::: Material provided

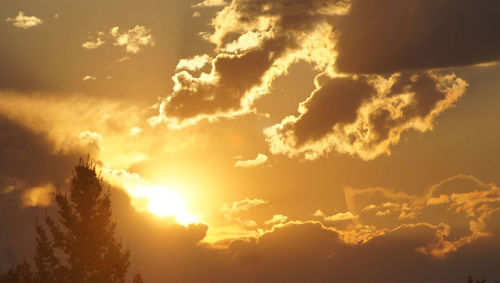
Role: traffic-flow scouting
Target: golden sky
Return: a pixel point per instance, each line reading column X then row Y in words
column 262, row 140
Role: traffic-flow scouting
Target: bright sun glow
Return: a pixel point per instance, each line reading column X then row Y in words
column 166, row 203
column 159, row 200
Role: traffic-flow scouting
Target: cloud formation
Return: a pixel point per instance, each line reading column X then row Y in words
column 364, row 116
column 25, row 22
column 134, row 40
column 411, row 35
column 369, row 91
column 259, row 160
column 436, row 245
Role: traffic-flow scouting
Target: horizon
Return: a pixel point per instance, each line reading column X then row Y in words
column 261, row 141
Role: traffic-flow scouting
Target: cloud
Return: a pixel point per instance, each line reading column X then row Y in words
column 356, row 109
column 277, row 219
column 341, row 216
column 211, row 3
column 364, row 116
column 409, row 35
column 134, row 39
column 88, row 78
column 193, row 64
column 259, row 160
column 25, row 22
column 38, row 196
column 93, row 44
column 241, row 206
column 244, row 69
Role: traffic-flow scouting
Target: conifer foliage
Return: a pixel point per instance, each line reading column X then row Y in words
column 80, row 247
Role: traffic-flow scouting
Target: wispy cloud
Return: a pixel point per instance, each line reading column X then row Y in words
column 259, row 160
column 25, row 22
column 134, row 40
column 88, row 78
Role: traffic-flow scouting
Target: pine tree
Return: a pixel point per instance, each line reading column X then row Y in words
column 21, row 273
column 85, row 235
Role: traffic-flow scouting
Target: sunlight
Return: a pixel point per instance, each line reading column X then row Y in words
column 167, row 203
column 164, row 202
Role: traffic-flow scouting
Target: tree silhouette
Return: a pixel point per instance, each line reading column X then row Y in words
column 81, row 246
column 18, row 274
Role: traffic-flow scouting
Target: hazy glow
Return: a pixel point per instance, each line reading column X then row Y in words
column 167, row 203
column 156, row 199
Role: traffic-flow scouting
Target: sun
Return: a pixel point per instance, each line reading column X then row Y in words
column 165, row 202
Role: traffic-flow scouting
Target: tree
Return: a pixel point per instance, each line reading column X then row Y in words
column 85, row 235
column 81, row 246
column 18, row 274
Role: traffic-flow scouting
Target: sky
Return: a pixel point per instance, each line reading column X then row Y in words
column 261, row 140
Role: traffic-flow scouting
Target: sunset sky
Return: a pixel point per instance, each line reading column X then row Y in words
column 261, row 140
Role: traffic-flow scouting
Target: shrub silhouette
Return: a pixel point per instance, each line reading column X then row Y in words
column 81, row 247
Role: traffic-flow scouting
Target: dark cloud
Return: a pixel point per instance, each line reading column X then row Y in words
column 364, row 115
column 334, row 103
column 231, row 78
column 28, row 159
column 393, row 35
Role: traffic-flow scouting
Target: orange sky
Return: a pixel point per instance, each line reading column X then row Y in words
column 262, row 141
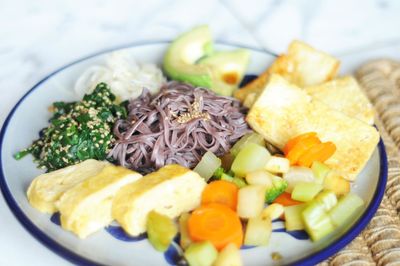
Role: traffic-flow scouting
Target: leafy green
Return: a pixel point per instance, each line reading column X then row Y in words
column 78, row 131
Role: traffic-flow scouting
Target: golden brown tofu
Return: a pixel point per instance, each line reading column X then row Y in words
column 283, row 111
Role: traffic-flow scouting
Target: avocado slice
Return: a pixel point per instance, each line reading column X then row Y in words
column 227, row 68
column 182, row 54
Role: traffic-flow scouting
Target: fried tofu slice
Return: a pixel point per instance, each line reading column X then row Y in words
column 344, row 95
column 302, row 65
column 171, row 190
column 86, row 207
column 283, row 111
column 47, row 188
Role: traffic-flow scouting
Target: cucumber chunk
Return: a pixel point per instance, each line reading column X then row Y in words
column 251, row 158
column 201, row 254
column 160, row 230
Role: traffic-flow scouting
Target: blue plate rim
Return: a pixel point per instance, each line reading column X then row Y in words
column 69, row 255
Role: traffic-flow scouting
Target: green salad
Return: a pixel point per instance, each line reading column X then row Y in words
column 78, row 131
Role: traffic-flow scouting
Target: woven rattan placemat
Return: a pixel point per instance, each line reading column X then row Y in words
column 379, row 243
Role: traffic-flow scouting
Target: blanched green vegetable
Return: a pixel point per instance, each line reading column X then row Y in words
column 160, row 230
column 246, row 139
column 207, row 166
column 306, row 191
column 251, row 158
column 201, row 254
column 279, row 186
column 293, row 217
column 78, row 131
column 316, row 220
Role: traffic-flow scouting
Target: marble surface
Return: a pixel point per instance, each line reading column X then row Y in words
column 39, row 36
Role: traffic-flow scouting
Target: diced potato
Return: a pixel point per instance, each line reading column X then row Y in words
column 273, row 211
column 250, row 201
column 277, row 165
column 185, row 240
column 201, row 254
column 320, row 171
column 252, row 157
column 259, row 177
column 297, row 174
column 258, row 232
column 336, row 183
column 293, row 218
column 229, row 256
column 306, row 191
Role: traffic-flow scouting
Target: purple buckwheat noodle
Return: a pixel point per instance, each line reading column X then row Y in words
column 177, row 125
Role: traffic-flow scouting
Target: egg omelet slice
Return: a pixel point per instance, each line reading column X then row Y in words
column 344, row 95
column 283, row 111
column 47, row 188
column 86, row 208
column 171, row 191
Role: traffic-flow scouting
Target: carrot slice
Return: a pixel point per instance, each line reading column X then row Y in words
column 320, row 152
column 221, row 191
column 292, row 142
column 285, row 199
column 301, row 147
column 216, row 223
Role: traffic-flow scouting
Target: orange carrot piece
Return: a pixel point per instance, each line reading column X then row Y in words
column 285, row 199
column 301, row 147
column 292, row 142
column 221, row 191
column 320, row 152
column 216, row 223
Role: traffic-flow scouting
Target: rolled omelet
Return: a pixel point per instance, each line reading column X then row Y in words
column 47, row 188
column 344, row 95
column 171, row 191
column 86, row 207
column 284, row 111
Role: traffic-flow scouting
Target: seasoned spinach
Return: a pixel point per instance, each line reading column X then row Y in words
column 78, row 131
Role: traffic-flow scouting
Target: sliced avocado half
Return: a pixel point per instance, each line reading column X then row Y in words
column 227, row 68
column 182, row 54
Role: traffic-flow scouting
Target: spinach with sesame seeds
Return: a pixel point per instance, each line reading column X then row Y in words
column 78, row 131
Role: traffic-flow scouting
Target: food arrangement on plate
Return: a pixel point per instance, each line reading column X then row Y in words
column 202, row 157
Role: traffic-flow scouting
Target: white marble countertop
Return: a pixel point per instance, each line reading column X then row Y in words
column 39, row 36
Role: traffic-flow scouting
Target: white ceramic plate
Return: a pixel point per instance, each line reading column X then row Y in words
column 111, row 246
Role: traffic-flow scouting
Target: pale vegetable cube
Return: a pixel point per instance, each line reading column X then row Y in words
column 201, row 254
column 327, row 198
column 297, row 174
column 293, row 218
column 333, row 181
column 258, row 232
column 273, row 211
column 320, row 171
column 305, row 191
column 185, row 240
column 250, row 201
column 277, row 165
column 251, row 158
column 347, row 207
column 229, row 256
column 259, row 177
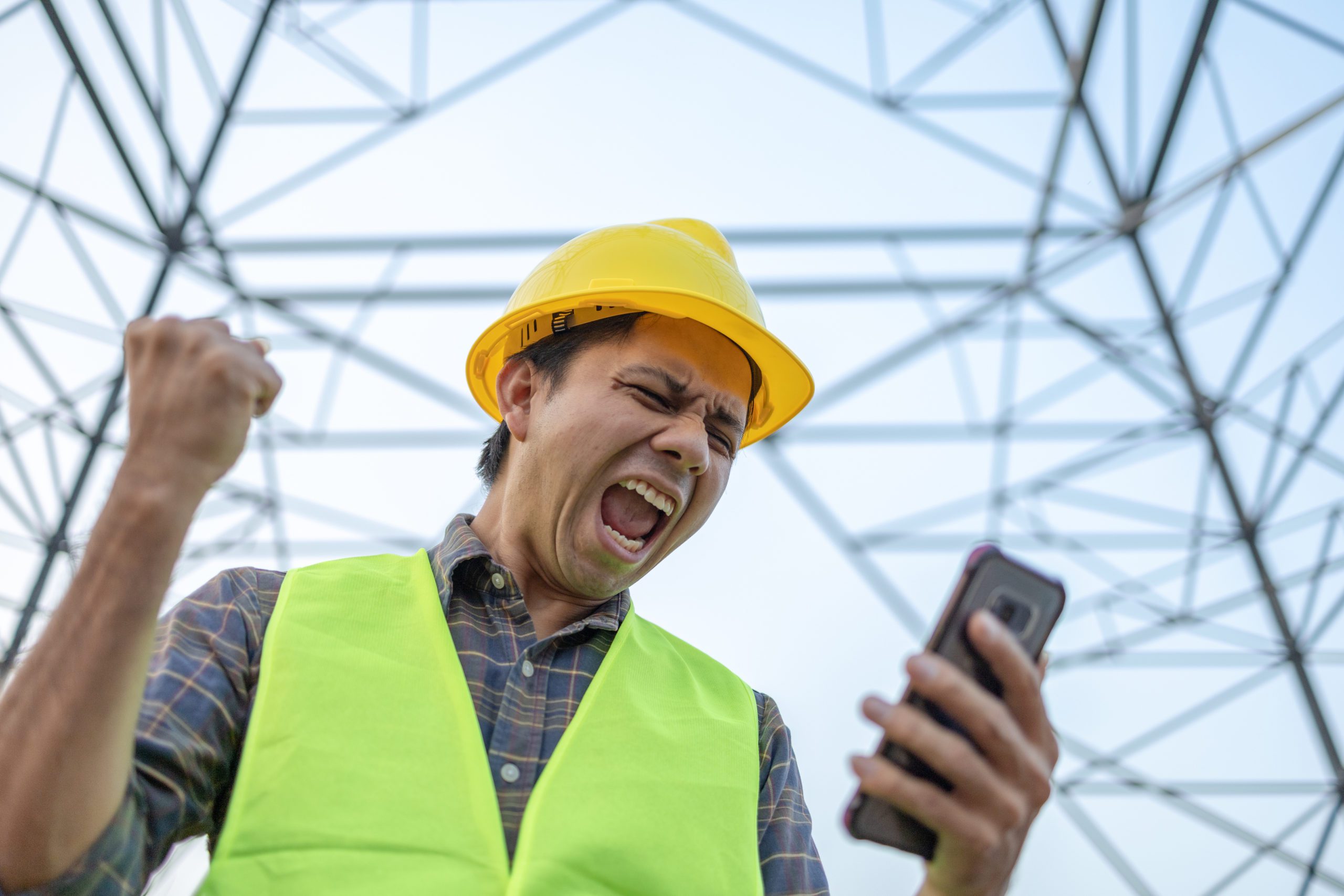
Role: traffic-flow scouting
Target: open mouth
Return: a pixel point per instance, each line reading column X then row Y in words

::::::

**Goal**
Images must not appear in the copy; reproduce everything else in the records verbatim.

**Result of the exercise**
Role: traffic-flow scouting
Target: golden sky
Return: a pixel point per instance, each line reading column X then row Y in words
column 262, row 140
Role: traffic-flow scouting
Target: bright sun glow
Return: a pixel point per instance, each line reading column X then row Y in words
column 166, row 203
column 159, row 200
Role: traffic-flow scouting
Target: cloud formation
Return: a pixel point per instance, each line reading column X then row Y in words
column 364, row 116
column 25, row 22
column 134, row 40
column 411, row 35
column 369, row 91
column 259, row 160
column 436, row 245
Role: traffic-flow scouting
Target: horizon
Return: a pixel point per instance, each line reading column X then row Y in words
column 261, row 141
Role: traffic-flow scouting
Target: cloud
Return: a pixel point per instance, each line reading column X then row Y in words
column 356, row 109
column 277, row 219
column 341, row 216
column 211, row 3
column 364, row 116
column 409, row 35
column 134, row 39
column 88, row 78
column 193, row 64
column 259, row 160
column 25, row 22
column 38, row 196
column 93, row 44
column 241, row 206
column 244, row 69
Role: traffic-flow scouting
Target: conifer foliage
Return: a pixel point per instance, each line reading column X then row Y in words
column 80, row 247
Role: traffic-flow scouting
Target: wispy cloud
Return: a pixel point per instance, each line reading column X then row Y in words
column 259, row 160
column 25, row 22
column 134, row 40
column 88, row 78
Role: traffic-flow scouting
Target: pine tree
Return: a pixel point per instance, each line reading column X then row Y in words
column 21, row 273
column 85, row 235
Role: traffic-flow scouting
Target: sunlight
Return: a pixel point per instance, each line reading column X then row Y in words
column 167, row 203
column 164, row 202
Role: traffic-flow scouting
Target: tree silhouette
Return: a pixel point per instance, each line reading column X then row Y in words
column 81, row 246
column 18, row 274
Role: traffic-flow scouting
Target: hazy glow
Return: a pixel point per instance, each line reading column X then row Y in words
column 167, row 203
column 156, row 199
Role: traffic-flow scouting
Target: sun
Return: a pixel point per instance, each line reading column X then row Y in words
column 165, row 202
Role: traffic-flow scouting
Target: tree
Return: a pixel point per instance, each line reading column X then row Y in words
column 85, row 235
column 81, row 246
column 18, row 274
Role: traffic-flow scouting
Target: sky
Return: a pixel point per instance, each line reading column X then row Y in words
column 261, row 140
Role: traffic-flow scouting
Target: sunset sky
Return: a pixel point per instance, each line reading column X then row Y in words
column 261, row 140
Role: traffic-flow scouting
Target: shrub silhouette
Return: a pixel point per instance, each line reading column X then row Y in words
column 81, row 247
Role: traffic-flow scouting
Target: dark cloud
Return: a pixel point per instance, each line reading column X then row Y in words
column 364, row 115
column 334, row 103
column 231, row 78
column 28, row 159
column 393, row 35
Role: traffic-flow scouting
Target: orange sky
Return: a pixel point per instance, each line reading column X then row Y in words
column 262, row 141
Role: traffic-flow scouting
Target: leafy green
Return: a pixel point per instance, each line reading column X then row Y in words
column 78, row 131
Role: traffic-flow scouting
Target: golden brown tofu
Return: a pixel point per instance, each line reading column X then row Y in words
column 283, row 111
Role: traffic-flow scouting
Target: avocado slice
Return: a pixel point per instance, each line reading column X then row Y in words
column 227, row 68
column 182, row 54
Role: traffic-flow scouting
Target: fried tofu slice
Return: a pixel point per instance, each line reading column X then row Y in words
column 344, row 95
column 302, row 65
column 171, row 190
column 86, row 207
column 283, row 111
column 47, row 188
Role: traffic-flow scouting
Target: cucumber chunk
Return: a pixel point per instance, each line reading column X then row Y in words
column 251, row 158
column 201, row 254
column 160, row 230
Role: traffic-flow scouting
Target: blue plate rim
Return: a pixel point per instance, each line reading column X then row Y in words
column 69, row 255
Role: traffic-flow scouting
Target: green salad
Return: a pixel point per instance, each line reading column X then row Y in words
column 78, row 131
Role: traffic-flow scouting
Target: woven rattan placemat
Return: a pixel point per instance, each line reading column X then row Y in words
column 379, row 243
Role: traffic-flow scouting
Target: blanched green vegetable
Return: a pixel point per instance, each line reading column X then row Y in words
column 160, row 230
column 246, row 139
column 207, row 166
column 306, row 191
column 251, row 158
column 201, row 254
column 279, row 186
column 293, row 217
column 78, row 131
column 316, row 220
Role: traffic-flow scouting
Target: marble surface
Return: a pixel point per instance, each line reading column X then row Y in words
column 39, row 36
Role: traffic-flow scouting
Target: diced potato
Return: a pixel point per instance, each line reading column X then row Y in words
column 273, row 211
column 250, row 201
column 277, row 165
column 185, row 240
column 201, row 254
column 320, row 171
column 252, row 157
column 259, row 177
column 297, row 174
column 258, row 232
column 336, row 183
column 293, row 218
column 229, row 256
column 306, row 191
Role: traffic-flow scouting
Target: purple buckwheat noodle
Return: a pixel point per instance, each line reading column X then row Y in words
column 177, row 125
Role: traffic-flow scouting
Target: egg omelet slice
Return: a pixel point per instance, each line reading column X then row Y in words
column 344, row 95
column 283, row 111
column 47, row 188
column 86, row 208
column 171, row 191
Role: traffic-flow scouting
Target: carrot slice
Return: a pixel point per instance, each line reading column X then row Y in words
column 320, row 152
column 221, row 191
column 292, row 142
column 285, row 199
column 301, row 147
column 216, row 223
Role: traffic-flow scouting
Target: orange carrot piece
Return: a pixel point per instance, each line reading column X then row Y in words
column 285, row 199
column 301, row 147
column 292, row 142
column 221, row 191
column 320, row 152
column 216, row 223
Role: traffic-flow scouting
Target: rolled omelet
Return: a pixel point per instance, each line reading column X then row Y in words
column 47, row 188
column 344, row 95
column 171, row 191
column 86, row 207
column 284, row 111
Role: traffic-flow scouting
Target: seasoned spinach
Return: a pixel point per instance, each line reading column X then row Y in words
column 78, row 131
Role: traffic-flow scouting
Target: sliced avocado half
Return: a pixel point per instance, each line reading column X then row Y in words
column 227, row 68
column 182, row 54
Role: traffic-flow scouting
Target: spinach with sesame seeds
Return: a pixel point per instance, each line reading column X then row Y in words
column 78, row 131
Role: traffic-flow scouting
Target: food arrangement on plate
Return: a pixel point per instance, each line reading column X then row Y in words
column 202, row 157
Role: traffic-flow scouting
Target: white marble countertop
Return: a pixel point per instance, each line reading column X then row Y in words
column 39, row 36
Role: traffic-flow scouting
Target: white ceramic plate
Return: a pixel point per instance, each line reading column X then row Y in words
column 111, row 246
Role: traffic-flow scouting
Target: pale vegetable cube
Return: a pixel point per instance, each line reading column X then row Y in words
column 201, row 254
column 327, row 198
column 297, row 174
column 293, row 218
column 333, row 181
column 258, row 232
column 273, row 211
column 320, row 171
column 305, row 191
column 185, row 240
column 250, row 201
column 277, row 165
column 251, row 158
column 347, row 207
column 229, row 256
column 259, row 177
Role: traffic-flow scouting
Target: open mouth
Return: a pixel point per instance, each line reading column X then row Y in words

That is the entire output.